## MATERIAL PROVIDED

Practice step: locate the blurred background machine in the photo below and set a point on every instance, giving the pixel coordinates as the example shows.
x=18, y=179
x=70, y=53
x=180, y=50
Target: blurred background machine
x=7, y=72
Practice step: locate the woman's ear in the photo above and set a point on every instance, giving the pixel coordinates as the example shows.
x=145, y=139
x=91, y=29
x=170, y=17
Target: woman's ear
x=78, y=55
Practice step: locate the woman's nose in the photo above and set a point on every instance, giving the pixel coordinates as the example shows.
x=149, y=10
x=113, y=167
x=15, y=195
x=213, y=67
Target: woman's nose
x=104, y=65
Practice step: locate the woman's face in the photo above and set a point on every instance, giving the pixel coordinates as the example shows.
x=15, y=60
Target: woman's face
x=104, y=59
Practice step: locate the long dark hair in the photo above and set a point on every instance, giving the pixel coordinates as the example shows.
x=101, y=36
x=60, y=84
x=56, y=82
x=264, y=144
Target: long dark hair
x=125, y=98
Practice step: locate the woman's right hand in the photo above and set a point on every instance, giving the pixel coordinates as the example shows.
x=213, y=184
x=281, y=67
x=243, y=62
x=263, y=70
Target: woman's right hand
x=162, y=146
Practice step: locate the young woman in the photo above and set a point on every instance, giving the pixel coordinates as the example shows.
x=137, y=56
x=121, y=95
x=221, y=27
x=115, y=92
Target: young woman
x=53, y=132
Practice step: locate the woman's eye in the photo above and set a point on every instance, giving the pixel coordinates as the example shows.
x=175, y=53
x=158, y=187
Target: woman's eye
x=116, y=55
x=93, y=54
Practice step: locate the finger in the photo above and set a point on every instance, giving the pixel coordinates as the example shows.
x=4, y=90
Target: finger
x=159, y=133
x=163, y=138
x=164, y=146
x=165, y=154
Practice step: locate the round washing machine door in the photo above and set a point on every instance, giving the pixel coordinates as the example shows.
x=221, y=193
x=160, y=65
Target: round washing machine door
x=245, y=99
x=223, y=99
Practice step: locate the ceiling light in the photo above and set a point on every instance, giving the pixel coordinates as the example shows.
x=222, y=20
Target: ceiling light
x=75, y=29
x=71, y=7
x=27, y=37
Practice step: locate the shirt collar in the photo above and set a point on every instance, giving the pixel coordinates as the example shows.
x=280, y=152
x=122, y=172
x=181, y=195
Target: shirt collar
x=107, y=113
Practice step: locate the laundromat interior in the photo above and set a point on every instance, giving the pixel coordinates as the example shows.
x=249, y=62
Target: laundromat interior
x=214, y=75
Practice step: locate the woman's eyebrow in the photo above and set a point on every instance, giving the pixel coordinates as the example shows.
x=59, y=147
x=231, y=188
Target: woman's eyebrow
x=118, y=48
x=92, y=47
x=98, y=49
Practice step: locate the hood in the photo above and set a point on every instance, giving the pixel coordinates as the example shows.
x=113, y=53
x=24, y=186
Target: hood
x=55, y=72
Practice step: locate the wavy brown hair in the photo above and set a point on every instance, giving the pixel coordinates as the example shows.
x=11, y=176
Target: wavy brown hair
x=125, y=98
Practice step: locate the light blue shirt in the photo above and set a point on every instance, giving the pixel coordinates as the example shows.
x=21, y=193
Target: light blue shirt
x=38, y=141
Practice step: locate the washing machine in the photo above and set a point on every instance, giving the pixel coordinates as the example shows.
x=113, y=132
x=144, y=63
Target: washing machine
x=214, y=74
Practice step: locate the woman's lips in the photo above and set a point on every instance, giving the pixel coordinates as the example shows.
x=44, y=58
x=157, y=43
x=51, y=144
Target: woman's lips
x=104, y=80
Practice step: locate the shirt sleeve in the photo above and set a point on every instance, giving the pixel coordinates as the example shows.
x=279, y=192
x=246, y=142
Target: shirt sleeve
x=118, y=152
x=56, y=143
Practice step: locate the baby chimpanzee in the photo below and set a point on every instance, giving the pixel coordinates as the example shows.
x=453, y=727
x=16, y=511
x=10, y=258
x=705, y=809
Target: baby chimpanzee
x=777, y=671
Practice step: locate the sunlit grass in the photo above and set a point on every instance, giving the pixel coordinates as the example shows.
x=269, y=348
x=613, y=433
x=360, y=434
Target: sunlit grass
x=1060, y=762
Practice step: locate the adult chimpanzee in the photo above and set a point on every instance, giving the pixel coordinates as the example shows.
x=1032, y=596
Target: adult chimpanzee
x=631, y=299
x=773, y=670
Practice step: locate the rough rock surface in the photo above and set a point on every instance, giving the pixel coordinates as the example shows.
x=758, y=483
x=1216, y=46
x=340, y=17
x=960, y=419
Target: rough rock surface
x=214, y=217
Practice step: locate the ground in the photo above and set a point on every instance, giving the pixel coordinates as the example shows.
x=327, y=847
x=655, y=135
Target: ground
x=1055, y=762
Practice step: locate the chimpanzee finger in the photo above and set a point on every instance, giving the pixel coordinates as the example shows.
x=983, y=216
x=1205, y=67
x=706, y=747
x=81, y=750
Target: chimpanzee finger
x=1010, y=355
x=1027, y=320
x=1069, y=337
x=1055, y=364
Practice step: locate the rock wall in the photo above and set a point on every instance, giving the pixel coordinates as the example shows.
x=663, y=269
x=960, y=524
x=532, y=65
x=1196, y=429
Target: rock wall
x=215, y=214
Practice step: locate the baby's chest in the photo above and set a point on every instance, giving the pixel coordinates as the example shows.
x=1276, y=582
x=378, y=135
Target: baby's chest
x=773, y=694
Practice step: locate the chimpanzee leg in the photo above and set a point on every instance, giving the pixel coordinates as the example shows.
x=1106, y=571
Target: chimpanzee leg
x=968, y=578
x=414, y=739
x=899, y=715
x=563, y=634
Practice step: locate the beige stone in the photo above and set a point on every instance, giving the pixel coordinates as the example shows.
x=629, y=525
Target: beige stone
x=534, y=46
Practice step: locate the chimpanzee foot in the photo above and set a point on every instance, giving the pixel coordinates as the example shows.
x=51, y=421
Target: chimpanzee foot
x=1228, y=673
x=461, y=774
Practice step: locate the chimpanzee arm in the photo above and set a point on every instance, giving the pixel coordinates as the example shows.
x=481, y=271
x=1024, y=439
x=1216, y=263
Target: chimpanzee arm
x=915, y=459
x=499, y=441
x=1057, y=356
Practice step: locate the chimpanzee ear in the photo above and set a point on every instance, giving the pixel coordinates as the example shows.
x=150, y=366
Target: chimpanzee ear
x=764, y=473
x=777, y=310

## WORK TASK
Look for the string "below" in the entries above. Copy every line that has it.

## TASK ANSWER
Practice step: locate the blurred background machine in the photo below and set a point on every instance, giving the pixel coordinates as the example shows.
Practice step: locate the baby chimpanzee in the photo below and set a point on every instance, giving the pixel coordinates as the example shows.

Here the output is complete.